Put every line of the material below into a Markdown table with the columns Row and Text, numbering the rows and skipping blank lines. Leave the pictures out of the table.
.....
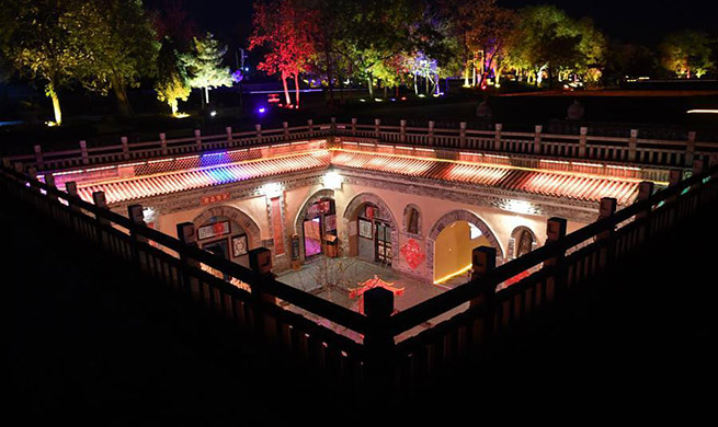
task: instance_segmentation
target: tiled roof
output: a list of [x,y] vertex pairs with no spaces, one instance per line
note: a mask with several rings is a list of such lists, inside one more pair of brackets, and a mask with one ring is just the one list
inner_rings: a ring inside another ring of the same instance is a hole
[[92,193],[102,191],[105,192],[107,204],[114,204],[257,177],[326,168],[330,164],[330,160],[329,151],[321,150],[299,155],[169,172],[82,186],[78,188],[78,195],[84,200],[92,200]]
[[334,154],[332,163],[342,168],[477,184],[582,201],[599,201],[602,197],[615,197],[619,204],[627,205],[632,201],[638,192],[638,182],[635,180],[616,180],[366,152],[340,151]]
[[615,197],[620,205],[632,201],[638,192],[636,180],[512,169],[437,159],[327,150],[265,160],[136,176],[128,180],[90,184],[78,189],[80,197],[92,199],[92,193],[105,192],[109,204],[179,193],[187,189],[235,183],[251,178],[307,171],[335,164],[340,168],[380,171],[402,176],[443,182],[476,184],[491,188],[540,194],[581,201],[599,201]]

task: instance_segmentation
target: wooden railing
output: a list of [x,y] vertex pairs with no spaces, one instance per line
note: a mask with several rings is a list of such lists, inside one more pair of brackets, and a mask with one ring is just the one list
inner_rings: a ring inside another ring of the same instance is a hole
.....
• **ANSWER TO THE TASK**:
| Row | Text |
|---|---|
| 1 | task: instance_segmentation |
| 2 | target: tiled roof |
| 3 | output: a list of [x,y] vertex pairs with no spaces, one instance per line |
| 4 | note: a mask with several rings is a list of such lists, inside one more pair of brackets, and a mask with one ring is just the one list |
| 5 | inner_rings: a ring inside another ring of the same instance is a hole |
| 6 | [[92,193],[102,191],[105,192],[107,204],[114,204],[257,177],[326,168],[330,164],[330,160],[329,151],[321,150],[299,155],[169,172],[82,186],[78,188],[78,195],[84,200],[92,200]] |
| 7 | [[334,154],[332,163],[342,168],[477,184],[582,201],[599,201],[602,197],[615,197],[619,204],[627,205],[632,201],[638,192],[638,182],[635,180],[616,180],[366,152],[340,151]] |
| 8 | [[615,197],[620,205],[632,201],[638,192],[636,180],[512,169],[437,159],[327,150],[265,160],[136,176],[128,180],[90,184],[78,189],[80,197],[92,199],[92,193],[105,192],[109,204],[179,193],[187,189],[235,183],[251,178],[307,171],[335,164],[340,168],[380,171],[402,176],[443,182],[476,184],[491,188],[540,194],[581,201],[599,201]] |
| 9 | task: instance_segmentation |
| 10 | target: wooden railing |
| 11 | output: a list of [x,y] vertex pairs with no spaces, one instance per line |
| 12 | note: a mask with several rings is a list of such lists, inside one more pair of brackets, and a mask with one ring is just the one list |
| 13 | inner_rings: a ring inside another ring of the same instance is a hole |